*** Opening of RECORDS FOR THE EXERCISE ***

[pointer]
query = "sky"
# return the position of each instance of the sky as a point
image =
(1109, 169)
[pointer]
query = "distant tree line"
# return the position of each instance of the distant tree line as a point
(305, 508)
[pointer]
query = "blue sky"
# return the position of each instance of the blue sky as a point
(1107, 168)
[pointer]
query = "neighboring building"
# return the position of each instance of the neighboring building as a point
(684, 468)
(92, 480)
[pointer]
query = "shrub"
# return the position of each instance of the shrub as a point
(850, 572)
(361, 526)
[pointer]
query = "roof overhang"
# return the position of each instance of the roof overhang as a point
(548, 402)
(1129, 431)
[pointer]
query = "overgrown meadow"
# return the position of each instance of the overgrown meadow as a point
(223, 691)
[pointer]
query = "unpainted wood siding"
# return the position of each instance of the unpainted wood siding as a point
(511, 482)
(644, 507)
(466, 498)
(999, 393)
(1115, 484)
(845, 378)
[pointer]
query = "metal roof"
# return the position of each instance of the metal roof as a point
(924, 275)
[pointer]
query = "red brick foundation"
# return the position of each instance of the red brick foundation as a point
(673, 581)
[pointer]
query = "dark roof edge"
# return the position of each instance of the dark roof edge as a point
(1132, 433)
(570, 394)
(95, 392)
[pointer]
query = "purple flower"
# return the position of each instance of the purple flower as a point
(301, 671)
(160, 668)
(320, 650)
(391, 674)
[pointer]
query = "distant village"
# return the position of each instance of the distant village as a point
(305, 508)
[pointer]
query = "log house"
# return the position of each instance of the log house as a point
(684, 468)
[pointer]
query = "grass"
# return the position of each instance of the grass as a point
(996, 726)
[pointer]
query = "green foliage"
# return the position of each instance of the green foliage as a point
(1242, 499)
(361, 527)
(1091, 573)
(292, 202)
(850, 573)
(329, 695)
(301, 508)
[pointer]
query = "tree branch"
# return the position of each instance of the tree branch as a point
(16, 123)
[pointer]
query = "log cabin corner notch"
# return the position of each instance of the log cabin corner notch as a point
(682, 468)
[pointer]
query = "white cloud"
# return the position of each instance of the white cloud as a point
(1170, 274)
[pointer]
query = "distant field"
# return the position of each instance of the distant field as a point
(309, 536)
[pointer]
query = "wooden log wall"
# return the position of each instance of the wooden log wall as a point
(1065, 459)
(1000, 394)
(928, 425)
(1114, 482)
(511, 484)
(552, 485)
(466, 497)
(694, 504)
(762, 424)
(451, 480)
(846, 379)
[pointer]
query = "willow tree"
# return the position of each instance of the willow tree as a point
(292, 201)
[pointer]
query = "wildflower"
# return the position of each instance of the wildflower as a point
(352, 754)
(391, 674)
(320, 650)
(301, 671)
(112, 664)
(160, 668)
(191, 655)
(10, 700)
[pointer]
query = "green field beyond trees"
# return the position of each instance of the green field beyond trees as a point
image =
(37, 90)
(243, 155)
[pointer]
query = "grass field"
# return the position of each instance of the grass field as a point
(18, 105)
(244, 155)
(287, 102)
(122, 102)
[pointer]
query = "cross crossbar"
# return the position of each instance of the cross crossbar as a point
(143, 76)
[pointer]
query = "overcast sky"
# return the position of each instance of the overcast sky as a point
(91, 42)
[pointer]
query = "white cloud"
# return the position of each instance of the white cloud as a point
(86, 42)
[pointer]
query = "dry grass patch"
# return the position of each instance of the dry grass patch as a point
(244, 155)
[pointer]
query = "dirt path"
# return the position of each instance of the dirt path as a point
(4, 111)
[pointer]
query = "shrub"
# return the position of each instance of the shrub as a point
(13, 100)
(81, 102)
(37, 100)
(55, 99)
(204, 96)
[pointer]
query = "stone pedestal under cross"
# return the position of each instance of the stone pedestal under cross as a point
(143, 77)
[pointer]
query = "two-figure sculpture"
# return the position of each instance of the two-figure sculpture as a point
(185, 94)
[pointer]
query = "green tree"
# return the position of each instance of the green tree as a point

*** Close of RECORDS FOR THE EXERCISE ***

TASK DIRECTIONS
Throughout the records above, find the lines in which the word "trees" appears and return them.

REPLY TO THE EXERCISE
query = "green field beyond trees"
# return the position of each instance of the green field beyond trees as a point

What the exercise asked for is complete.